Stored items:
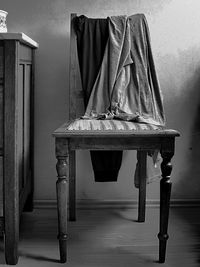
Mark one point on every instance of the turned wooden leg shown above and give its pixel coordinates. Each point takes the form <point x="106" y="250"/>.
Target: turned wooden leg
<point x="62" y="196"/>
<point x="165" y="192"/>
<point x="142" y="161"/>
<point x="72" y="186"/>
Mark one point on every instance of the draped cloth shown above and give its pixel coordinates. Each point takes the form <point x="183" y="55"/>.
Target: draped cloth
<point x="118" y="75"/>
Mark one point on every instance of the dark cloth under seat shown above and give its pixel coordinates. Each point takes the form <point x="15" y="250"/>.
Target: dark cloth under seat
<point x="92" y="37"/>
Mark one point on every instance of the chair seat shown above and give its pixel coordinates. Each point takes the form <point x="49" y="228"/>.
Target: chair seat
<point x="110" y="127"/>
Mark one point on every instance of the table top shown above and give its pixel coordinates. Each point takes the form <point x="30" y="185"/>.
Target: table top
<point x="20" y="36"/>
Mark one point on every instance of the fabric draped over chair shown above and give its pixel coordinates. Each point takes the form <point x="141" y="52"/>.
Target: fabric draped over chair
<point x="118" y="78"/>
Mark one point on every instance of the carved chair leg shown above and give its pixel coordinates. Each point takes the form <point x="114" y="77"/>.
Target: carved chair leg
<point x="142" y="161"/>
<point x="165" y="192"/>
<point x="62" y="196"/>
<point x="72" y="186"/>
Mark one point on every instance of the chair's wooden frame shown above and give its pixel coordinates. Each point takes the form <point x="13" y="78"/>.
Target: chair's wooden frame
<point x="67" y="142"/>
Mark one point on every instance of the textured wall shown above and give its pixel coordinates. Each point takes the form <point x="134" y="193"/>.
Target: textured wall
<point x="175" y="34"/>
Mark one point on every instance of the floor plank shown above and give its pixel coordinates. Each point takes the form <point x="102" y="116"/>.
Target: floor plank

Action item: Include both ends. Return the line holding "Mark one point on every instance of the floor" and all lines after it in the records above, exactly as written.

Response to this exercise:
Mark one point on every instance of the floor plank shown above and give its pixel coordinates. Each point takes the form <point x="102" y="116"/>.
Target: floor plank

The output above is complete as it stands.